→ **GIVEN INSTRUCTION**: Shift the coordinates in the answers by adding -81 to every number. Rewrite all rows, requests included, starting at the line containing "Query: sea lion front flipper" and ending at the last line of the rows.

═════ EXERCISE DATA ═════

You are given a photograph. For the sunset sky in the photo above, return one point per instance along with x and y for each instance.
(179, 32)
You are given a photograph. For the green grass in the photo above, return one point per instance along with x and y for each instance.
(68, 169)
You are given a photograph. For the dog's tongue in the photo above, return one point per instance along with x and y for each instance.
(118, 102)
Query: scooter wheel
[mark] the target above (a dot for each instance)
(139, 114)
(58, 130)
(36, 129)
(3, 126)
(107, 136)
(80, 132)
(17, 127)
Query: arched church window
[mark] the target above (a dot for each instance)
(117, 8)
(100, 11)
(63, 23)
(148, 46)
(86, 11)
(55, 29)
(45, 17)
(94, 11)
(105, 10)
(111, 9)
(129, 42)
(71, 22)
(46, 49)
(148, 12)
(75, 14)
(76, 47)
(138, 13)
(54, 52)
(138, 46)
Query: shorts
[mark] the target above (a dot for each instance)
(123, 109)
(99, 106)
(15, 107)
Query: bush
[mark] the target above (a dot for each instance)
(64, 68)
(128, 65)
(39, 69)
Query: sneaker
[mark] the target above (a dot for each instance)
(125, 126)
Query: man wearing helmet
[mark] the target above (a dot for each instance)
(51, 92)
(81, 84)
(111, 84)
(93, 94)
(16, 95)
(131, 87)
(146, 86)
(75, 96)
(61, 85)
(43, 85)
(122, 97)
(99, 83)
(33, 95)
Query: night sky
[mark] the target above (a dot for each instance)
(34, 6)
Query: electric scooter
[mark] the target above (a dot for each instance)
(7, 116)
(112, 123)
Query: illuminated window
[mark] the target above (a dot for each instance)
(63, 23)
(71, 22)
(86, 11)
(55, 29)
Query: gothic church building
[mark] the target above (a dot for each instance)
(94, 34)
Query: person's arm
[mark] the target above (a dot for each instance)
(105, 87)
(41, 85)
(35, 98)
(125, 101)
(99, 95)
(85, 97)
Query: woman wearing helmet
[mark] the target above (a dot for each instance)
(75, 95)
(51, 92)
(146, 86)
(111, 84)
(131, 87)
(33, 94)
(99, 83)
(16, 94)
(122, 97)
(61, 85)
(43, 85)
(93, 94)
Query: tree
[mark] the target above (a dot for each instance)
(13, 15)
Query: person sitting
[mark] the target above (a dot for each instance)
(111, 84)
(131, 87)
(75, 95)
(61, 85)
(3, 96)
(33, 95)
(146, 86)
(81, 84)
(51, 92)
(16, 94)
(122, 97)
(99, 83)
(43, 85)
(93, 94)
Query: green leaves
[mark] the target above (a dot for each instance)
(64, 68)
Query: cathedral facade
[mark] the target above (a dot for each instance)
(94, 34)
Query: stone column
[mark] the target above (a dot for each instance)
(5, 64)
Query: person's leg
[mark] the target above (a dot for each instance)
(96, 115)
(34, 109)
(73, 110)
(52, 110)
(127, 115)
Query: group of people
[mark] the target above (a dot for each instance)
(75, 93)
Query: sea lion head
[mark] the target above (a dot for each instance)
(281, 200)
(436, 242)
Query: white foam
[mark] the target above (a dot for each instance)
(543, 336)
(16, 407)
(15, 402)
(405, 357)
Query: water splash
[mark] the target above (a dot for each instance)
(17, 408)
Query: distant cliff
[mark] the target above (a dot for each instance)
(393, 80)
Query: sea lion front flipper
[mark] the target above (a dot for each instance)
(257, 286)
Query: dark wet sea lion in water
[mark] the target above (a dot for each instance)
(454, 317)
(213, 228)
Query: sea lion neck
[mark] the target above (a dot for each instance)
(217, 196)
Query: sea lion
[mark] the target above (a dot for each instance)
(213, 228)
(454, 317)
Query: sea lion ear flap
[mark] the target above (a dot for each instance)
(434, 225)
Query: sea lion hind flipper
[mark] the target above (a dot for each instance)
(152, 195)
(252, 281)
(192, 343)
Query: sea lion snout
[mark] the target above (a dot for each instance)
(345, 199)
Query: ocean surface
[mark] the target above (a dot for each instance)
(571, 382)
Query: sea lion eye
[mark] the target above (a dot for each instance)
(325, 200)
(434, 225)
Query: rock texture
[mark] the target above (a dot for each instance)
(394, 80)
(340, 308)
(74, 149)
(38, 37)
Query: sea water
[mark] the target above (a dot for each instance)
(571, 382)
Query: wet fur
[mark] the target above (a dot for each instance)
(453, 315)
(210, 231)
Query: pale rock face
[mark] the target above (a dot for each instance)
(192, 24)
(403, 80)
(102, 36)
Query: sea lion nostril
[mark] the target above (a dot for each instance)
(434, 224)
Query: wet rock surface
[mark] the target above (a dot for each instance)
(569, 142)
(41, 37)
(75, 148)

═════

→ **CORRECT RESULT**:
Query: sea lion front flipper
[mark] the target above (a dot for each instance)
(176, 205)
Query: dark wet sea lion in water
[mark] the target above (a dot for each instance)
(373, 236)
(132, 147)
Query: sea lion neck
[mark] the target above (a dot for each instance)
(136, 115)
Query: sea lion
[mark] the target above (a dot for each instance)
(132, 147)
(373, 236)
Query: sea lion ear flap
[mark] the target above (a dot for each instance)
(353, 144)
Query: sea lion hind flipper
[mark] the target above (a dot for each instance)
(71, 114)
(171, 200)
(111, 262)
Query: sea lion snout
[mark] the target above (a dot for each instance)
(264, 118)
Query: ocean surface
[mark] the target above (a dot for each instance)
(490, 301)
Query: sea lion eye
[mark] the target above (a dot for each instance)
(244, 119)
(353, 144)
Query: rock texture
[mark] the target above (a dot for each instance)
(313, -1)
(259, 227)
(-7, 68)
(-43, -44)
Query: sea water
[mark] the target above (a dot for each instance)
(490, 301)
Query: wet fur
[mark] the target above (a dot for each instance)
(372, 234)
(129, 150)
Query: pale rock face
[mark] the target above (a dot for each instance)
(111, -57)
(322, -1)
(21, -45)
Query: sea lion nostril
[mark] the target above (a dot for each instance)
(353, 143)
Query: wet rock surface
[mark] the target above (a dot for each instance)
(488, 61)
(-40, -44)
(-6, 67)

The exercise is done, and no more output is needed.